What you will do:
**a)** List every sentence in the post on intent-to-treat in cancer research that ends with a question mark.
**b)** In the post on intent-to-treat in cancer research, rewrite the paragraph that begins "The same problem occurs in the EMILIA trial" more briefly, keeping its main facts.
**c)** In the post on intent-to-treat in cancer research, retype the text from "In the large" up to and including "a causal relationship.".
*** Quoted passage Section Begins ***
Thursday, January 8, 2015

Intent-To-Treat is the Last Refuge of the Cancer Resercher

In the large Swedish study on the effectiveness of mammograms the researchers couldn't force people to get mammograms but they could force them to receive letters.  Swedish women in two counties were randomized into two groups.  One group received an invitation to get a mammogram and the other group did not.  The EMILIA study of the effectiveness of Kadcyla on advanced breast cancer suffered from biased attrition.  In both studies, the researchers resorted to "intent-to-treat" to save their study, get published and claim a causal relationship.

Intent-to-treat refers to the idea that while the patients were not randomly assigned to the treatment groups they were randomly assigned an observed characteristic (they received a letter or not) and that observed characteristic MAY be associated with the treatment assignment.  It is like doing one stage of a two-stage instrumental variables analysis.

The problem with relying on intent-to-treat is that it may not provide evidence of causality.

To see this, think about what happens if we just observed two groups, one group received regular mammography and the other group did not.  We also observe their breast cancer rates and survival rates.  In fact, assume that we observe higher survival rates among the women who received regular mammography.  From this information, and only this information, can we determine the causal effect of mammography on survival from breast cancer?

We cannot.  

The problem is that we don't know anything about how the two groups were selected.  Even if we are able to account for differences in the observable characteristics like age, there still may be  differences in unobserved characteristics such as the women's genetic profile.

Now what if I told you that the group who received a mammogram was much more likely to have received an invitation to get the mammography than the group who did not receive a mammography?  Moreover, the invitation was randomly assigned.  Can this information determine the causal effect of mammography on survival from breast cancer?

It cannot.

The problem is the same.  Despite the random assignment of the invitation we still do not know the make up of the two groups.  In particular, we do not know things about the unobserved characteristics of the women such as genetics or a family history of breast cancer that would make them more likely to get a mammography (with or without the invitation).

The same problem occurs in the EMILIA trial.  Women left the trial at different rates depending on the treatment arm that they were assigned.  Because they left we do not know when or if they passed away.  The women that remained in the trial may be different across the two arms, so we can no longer assign the difference in the treatment outcomes to the different treatments.  We can no longer remove the possibility that the different outcomes were due to other differences between the women in the two trial arms.  We cannot use the trial to determine the causal effect of Kadcyla on breast cancer survival even though the women were randomly assigned to treatments.
*** Quoted passage Section Ends ***
*** Record set Section Begins ***
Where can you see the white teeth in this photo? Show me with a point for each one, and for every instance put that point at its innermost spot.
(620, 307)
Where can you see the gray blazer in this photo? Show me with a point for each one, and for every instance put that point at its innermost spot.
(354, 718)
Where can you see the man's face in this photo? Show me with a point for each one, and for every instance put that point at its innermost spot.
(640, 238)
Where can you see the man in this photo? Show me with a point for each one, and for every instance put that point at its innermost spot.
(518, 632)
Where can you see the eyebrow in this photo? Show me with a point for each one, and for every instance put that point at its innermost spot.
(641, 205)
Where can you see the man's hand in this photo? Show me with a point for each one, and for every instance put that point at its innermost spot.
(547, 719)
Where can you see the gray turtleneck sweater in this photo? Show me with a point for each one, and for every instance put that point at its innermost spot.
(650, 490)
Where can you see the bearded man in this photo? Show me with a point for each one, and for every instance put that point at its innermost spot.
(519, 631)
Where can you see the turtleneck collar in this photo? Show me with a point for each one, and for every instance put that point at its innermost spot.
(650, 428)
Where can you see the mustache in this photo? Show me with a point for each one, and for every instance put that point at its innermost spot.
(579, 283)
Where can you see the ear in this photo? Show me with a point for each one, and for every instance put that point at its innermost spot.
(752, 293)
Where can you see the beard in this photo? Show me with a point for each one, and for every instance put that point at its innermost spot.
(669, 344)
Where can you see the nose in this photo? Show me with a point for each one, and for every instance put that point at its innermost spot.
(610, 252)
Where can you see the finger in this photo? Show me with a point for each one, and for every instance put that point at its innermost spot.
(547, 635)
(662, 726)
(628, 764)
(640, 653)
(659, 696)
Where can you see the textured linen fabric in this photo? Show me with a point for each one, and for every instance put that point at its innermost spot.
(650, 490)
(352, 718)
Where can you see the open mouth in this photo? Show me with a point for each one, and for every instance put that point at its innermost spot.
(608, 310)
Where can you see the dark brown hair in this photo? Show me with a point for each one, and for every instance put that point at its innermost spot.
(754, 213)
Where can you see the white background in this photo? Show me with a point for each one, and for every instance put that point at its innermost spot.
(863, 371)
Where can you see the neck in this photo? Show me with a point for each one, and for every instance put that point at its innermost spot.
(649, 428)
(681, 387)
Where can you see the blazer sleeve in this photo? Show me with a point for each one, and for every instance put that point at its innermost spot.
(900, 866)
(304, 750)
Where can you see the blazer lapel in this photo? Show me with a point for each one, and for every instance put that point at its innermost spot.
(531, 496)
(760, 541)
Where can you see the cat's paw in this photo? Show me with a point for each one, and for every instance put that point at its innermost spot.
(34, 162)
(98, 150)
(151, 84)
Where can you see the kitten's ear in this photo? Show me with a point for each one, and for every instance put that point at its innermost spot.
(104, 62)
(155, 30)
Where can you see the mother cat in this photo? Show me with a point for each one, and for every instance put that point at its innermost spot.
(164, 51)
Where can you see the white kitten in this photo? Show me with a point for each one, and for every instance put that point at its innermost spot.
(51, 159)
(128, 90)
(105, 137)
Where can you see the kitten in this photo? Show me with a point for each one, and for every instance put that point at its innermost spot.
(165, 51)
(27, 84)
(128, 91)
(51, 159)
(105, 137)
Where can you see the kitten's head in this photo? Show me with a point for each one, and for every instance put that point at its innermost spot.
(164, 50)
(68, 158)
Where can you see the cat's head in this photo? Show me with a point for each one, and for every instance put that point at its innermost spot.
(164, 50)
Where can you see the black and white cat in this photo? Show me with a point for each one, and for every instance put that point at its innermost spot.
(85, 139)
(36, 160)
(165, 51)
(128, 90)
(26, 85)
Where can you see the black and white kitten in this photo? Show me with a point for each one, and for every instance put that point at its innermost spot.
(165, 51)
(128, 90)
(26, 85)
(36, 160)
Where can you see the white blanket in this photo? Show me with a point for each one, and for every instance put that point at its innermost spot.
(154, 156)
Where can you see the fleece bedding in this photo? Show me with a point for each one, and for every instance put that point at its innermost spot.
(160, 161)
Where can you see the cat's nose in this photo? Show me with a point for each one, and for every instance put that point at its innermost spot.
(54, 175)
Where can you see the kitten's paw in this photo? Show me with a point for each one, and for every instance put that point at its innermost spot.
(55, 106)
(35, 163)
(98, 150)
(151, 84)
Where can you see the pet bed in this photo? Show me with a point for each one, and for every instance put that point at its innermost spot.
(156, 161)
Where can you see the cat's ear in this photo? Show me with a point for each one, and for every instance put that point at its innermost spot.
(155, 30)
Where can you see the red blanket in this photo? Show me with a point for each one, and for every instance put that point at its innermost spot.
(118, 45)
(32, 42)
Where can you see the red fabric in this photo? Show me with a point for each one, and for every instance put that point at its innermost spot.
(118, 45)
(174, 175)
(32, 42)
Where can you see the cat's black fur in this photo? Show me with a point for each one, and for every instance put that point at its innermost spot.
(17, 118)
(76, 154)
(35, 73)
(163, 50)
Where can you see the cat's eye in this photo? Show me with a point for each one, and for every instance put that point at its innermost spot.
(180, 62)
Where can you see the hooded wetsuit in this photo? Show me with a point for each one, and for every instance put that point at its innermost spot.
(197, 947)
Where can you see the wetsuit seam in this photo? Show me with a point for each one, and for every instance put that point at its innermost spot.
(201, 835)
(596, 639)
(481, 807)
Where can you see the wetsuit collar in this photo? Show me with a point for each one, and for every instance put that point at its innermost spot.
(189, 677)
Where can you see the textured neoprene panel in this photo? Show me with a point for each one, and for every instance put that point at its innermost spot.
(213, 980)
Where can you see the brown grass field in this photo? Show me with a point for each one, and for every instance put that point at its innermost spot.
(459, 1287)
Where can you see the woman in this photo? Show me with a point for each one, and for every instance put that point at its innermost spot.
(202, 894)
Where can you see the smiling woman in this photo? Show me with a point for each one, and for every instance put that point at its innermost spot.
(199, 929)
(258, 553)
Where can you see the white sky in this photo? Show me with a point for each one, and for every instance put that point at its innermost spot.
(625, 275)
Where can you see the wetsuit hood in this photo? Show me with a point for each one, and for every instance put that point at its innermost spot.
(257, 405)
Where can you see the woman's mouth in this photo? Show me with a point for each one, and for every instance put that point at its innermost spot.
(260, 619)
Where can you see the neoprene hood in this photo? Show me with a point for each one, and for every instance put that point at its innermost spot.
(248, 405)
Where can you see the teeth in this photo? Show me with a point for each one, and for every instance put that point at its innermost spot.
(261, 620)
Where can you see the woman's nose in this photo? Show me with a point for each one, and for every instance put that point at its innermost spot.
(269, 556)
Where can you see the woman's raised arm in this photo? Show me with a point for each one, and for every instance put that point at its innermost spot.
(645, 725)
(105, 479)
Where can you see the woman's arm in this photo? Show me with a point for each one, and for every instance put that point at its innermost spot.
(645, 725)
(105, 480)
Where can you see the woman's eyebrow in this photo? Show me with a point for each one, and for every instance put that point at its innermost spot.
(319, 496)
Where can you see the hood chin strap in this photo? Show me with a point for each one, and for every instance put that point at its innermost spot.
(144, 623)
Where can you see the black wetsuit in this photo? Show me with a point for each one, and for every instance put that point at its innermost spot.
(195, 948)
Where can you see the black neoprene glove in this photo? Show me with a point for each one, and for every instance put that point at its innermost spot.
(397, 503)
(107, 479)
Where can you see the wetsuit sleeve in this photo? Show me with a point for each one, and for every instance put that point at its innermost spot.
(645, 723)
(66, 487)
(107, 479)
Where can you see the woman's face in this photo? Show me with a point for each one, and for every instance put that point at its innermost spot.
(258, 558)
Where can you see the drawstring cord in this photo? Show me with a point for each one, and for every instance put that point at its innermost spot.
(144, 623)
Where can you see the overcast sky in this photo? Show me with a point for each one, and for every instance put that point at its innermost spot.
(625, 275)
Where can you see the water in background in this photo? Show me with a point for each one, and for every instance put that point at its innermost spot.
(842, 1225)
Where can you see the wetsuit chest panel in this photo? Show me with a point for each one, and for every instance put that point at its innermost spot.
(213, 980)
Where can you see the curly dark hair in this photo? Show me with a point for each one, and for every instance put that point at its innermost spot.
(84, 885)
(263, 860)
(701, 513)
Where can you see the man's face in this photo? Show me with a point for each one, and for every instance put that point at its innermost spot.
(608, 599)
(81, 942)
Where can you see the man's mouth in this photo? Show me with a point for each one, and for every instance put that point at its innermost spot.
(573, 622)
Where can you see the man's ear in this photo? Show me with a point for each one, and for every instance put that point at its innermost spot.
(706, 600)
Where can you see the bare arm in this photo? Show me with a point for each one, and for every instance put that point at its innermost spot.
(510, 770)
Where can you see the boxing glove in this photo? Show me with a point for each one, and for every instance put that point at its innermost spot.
*** Record set Section Ends ***
Solutions in order:
**a)**
1. From this information, and only this information, can we determine the causal effect of mammography on survival from breast cancer?
2. Now what if I told you that the group who received a mammogram was much more likely to have received an invitation to get the mammography than the group who did not receive a mammography?
3. Can this information determine the causal effect of mammography on survival from breast cancer?

**b)** The EMILIA trial has the same problem. Women left at different rates depending on their treatment arm, so it is unknown when or whether they died. The women who remained may differ between the two arms. The difference in outcomes therefore cannot be attributed to the treatments rather than to other differences between the women. Even though the women were randomly assigned, the trial cannot establish the causal effect of Kadcyla on breast cancer survival.

**c)**
In the large Swedish study on the effectiveness of mammograms the researchers couldn't force people to get mammograms but they could force them to receive letters.  Swedish women in two counties were randomized into two groups.  One group received an invitation to get a mammogram and the other group did not.  The EMILIA study of the effectiveness of Kadcyla on advanced breast cancer suffered from biased attrition.  In both studies, the researchers resorted to "intent-to-treat" to save their study, get published and claim a causal relationship.